Directions =>
In your copy of the entries, please include no pictures and return every word exactly.

Working data =>
-- Opening Marker --

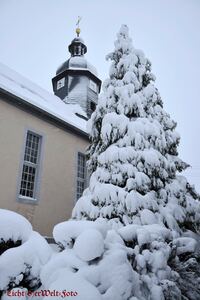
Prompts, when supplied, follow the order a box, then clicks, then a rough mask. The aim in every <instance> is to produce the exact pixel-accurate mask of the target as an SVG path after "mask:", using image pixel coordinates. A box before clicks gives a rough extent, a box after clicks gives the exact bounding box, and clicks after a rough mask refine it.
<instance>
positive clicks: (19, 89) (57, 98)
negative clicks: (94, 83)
mask: <svg viewBox="0 0 200 300" xmlns="http://www.w3.org/2000/svg"><path fill="white" fill-rule="evenodd" d="M0 88H1V89H3V90H5V91H8V92H9V93H11V94H13V95H15V96H17V97H19V98H21V99H23V100H24V101H26V102H27V103H30V104H32V105H34V106H36V107H37V108H40V109H42V110H43V111H45V112H48V113H49V114H50V115H52V116H54V117H57V118H59V119H60V120H62V121H64V122H66V123H68V124H70V125H72V126H74V127H76V128H78V129H80V130H82V131H84V132H87V130H86V123H87V122H86V120H84V119H82V118H80V117H78V116H77V115H76V113H77V114H79V115H82V116H84V117H86V114H85V112H84V111H83V110H82V108H81V107H80V106H79V105H77V104H65V103H64V102H63V101H61V99H60V98H58V97H57V96H55V95H53V94H51V93H49V92H47V91H46V90H44V89H43V88H41V87H40V86H38V85H36V84H35V83H33V82H31V81H30V80H28V79H27V78H25V77H23V76H22V75H20V74H19V73H17V72H15V71H13V70H12V69H10V68H9V67H7V66H5V65H4V64H2V63H0Z"/></svg>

-- Closing Marker --

Task solution =>
Prompts, when supplied, follow the order a box, then clicks, then a rough mask. The aim in every <instance> is to produce the exact pixel-accurate mask of the target as an SVG path after "mask:", using image pixel coordinates. A box before clicks gives a rough extent, a box after clicks gives the exact bounding box, and clicks after a rough mask refine it.
<instance>
positive clicks: (19, 89) (57, 98)
negative clicks: (94, 83)
mask: <svg viewBox="0 0 200 300" xmlns="http://www.w3.org/2000/svg"><path fill="white" fill-rule="evenodd" d="M0 88H1V89H3V90H5V91H8V92H9V93H11V94H13V95H15V96H17V97H19V98H21V99H23V100H24V101H26V102H27V103H30V104H32V105H34V106H36V107H37V108H40V109H42V110H43V111H45V112H48V113H49V114H50V115H52V116H54V117H57V118H59V119H60V120H62V121H64V122H66V123H68V124H70V125H72V126H74V127H76V128H78V129H80V130H82V131H84V132H87V130H86V123H87V122H86V120H84V119H82V118H80V117H78V116H77V115H76V113H77V114H79V115H82V116H84V117H86V114H85V112H84V111H83V110H82V108H81V107H80V106H79V105H77V104H65V103H64V102H63V101H61V99H60V98H58V97H57V96H55V95H53V94H51V93H49V92H47V91H46V90H44V89H43V88H41V87H40V86H38V85H36V84H35V83H33V82H31V81H30V80H28V79H27V78H25V77H23V76H22V75H20V74H19V73H17V72H15V71H13V70H12V69H10V68H9V67H7V66H5V65H4V64H2V63H0Z"/></svg>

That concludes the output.